Lihat ke Halaman Asli

Bukan Buah Simalakama Jika Semua Pihak Peduli

Diperbarui: 7 Oktober 2015   07:53

Kompasiana adalah platform blog. Konten ini menjadi tanggung jawab bloger dan tidak mewakili pandangan redaksi Kompas.

we can not eat money. sebuah kampanye penyelamatan lingkungan. (sumber: instagram.com/9gag)

Sudah sejak lama sekali istilah pemanasan global atau global warming kita dengar. Svante Arrhenius (1859-1927) adalah ilmuan asal Swadia yang pertama kali mengklaim bahwa pembakaran bahan bakar fosil dapat meningkatkan pemanasan global pada tahun 1896. Ia mengemukakan hubungan antara konsentrasi karbondioksida di atmosfer dengan suhu udara. Itu berarti sudah satu abad lebih kita mendengar istilah itu namun sayangnya perubahan ke arah perbaikan masih belum jua optimal.

Kita semua tahu bahwa kendaraan bermotor dengan bahan bakar fosil merupakan salah satu donator karbondioksida terbesar di atmosfer. Penggunanya yang terus meningkat dari tahun ke tahun seolah menyiratkan bahwa kita tidak lagi peduli dengan keberlangsungan hidup kita dan bumi kita. Padahal global warming telah secara nyata kita rasakan. Lantas kalau sudah begini, sebenarnya siapa yang salah?

Tidak dipungkiri sebagai manusia modern kita semua memerlukan moda tranportasi yang dapat dengan cepat mengantarkan kita ke tempat tujuan. Tidak masalah sebenarnya jika kita menggunakan kendaraan bermotor dalam kehidupan kita. Namun pola pikir yang keliru dengan menggunakan kendaraan pribadi sebagai ajang gengsi, unjuk kekayaan telah membuat kita berkontribusi dalam meningkatkan suhu bumi jika kendaraan yang kita miliki mayoritas masih berbahan bakar fosil. Apa pasal? Bukankah kita membeli kendaraan pribadi karena persyaratan pembeliannya yang begitu mudah dan dimudahkan? Bukankah ada banyak sekali orang yang hidup bergantung dari bisnis jual-beli kendaraan dan bahan bakar fosil, yang jika dihentikan tentu akan mengganggu perekonomian keluarga hingga bangsa?

============================================================

TUGAS 1 –
Kutip bagian teks tentang pemanasan global, mulai dari "Kita semua tahu" dan terus hingga "siapa yang salah?".

============================================================

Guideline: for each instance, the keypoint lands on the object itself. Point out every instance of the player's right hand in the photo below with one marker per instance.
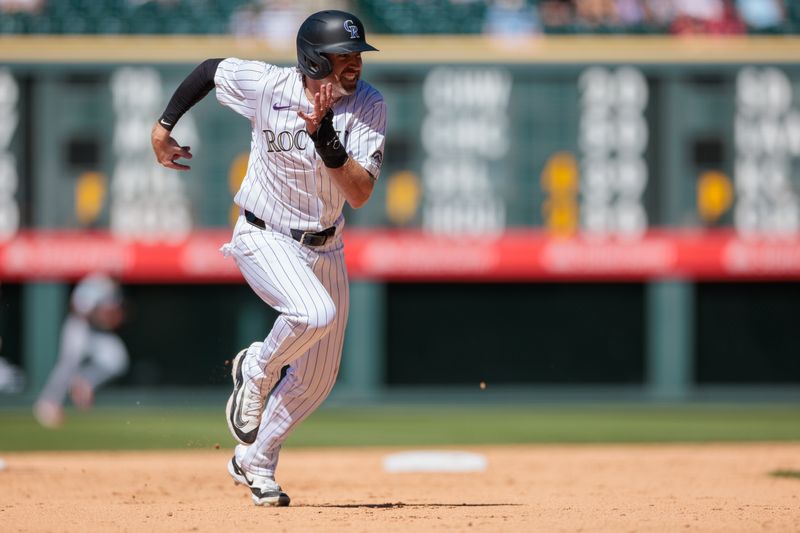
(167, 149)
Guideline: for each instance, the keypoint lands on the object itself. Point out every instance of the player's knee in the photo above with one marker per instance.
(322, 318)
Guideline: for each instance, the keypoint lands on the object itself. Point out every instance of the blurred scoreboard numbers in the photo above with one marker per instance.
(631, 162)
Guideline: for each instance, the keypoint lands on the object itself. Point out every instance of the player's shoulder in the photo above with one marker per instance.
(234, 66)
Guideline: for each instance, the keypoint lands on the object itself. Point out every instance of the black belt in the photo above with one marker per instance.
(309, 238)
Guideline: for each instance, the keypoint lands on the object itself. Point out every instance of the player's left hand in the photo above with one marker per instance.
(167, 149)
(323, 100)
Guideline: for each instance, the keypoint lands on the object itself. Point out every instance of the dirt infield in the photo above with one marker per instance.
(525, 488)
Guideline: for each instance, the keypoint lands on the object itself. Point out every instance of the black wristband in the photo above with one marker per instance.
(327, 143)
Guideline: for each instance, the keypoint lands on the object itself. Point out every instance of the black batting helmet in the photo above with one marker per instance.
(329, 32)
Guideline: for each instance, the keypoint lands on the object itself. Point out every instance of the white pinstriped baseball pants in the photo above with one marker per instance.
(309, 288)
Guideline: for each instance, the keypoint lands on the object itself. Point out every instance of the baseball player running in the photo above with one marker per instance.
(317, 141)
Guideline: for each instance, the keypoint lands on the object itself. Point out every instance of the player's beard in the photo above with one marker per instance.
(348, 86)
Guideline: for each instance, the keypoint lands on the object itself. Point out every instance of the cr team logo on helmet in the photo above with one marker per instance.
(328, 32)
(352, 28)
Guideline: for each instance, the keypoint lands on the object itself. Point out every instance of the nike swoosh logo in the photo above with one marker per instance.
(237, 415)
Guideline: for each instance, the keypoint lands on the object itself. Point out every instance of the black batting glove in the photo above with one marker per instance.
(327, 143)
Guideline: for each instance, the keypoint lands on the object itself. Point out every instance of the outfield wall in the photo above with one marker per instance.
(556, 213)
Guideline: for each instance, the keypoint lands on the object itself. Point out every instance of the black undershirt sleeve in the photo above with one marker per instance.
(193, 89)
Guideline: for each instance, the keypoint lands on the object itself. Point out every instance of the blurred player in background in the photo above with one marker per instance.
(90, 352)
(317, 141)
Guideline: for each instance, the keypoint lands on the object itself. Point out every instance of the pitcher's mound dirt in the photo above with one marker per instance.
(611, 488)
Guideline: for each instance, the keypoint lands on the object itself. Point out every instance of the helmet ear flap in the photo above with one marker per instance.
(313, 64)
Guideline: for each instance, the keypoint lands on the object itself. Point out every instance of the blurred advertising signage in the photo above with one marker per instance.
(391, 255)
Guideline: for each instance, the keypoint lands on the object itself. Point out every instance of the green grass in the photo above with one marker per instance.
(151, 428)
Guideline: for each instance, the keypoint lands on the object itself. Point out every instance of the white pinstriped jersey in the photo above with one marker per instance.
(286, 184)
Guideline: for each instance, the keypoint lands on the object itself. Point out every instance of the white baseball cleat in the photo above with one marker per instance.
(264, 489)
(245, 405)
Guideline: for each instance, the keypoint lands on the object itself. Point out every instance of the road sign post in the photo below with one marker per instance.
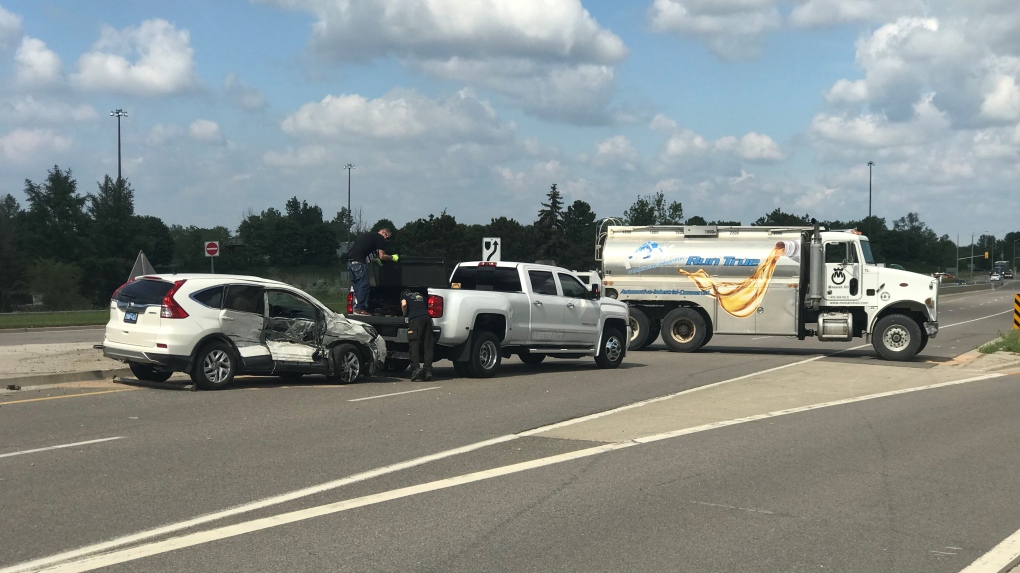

============================================================

TUGAS 2 –
Di dalam catatan, tukar "marker" dengan "titik" pada baris-baris mulai dari baris yang memuat "the blurred advertising" sampai akhir catatan, tanpa mengubah bagian lain. Tulis ulang hanya baris-baris tersebut dan jangan sertakan gambarnya.

JAWABAN 1 –
Kita semua tahu bahwa kendaraan bermotor dengan bahan bakar fosil merupakan salah satu donator karbondioksida terbesar di atmosfer. Penggunanya yang terus meningkat dari tahun ke tahun seolah menyiratkan bahwa kita tidak lagi peduli dengan keberlangsungan hidup kita dan bumi kita. Padahal global warming telah secara nyata kita rasakan. Lantas kalau sudah begini, sebenarnya siapa yang salah?

JAWABAN 2 –
Guideline: for each instance, the keypoint lands on the object itself. Point out every instance of the blurred advertising signage in the photo above with one titik per instance.
(391, 255)
Guideline: for each instance, the keypoint lands on the object itself. Point out every instance of the green grass in the photo above with one titik per instance.
(151, 428)
Guideline: for each instance, the keypoint lands on the object itself. Point out every instance of the white pinstriped jersey in the photo above with one titik per instance.
(286, 184)
Guideline: for each instance, the keypoint lands on the object itself. Point out every instance of the white baseball cleat in the photo above with one titik per instance.
(264, 489)
(245, 405)
Guideline: for each instance, the keypoint lands on the object itself. Point out every instance of the road sign post in the photo below with one titik per instance.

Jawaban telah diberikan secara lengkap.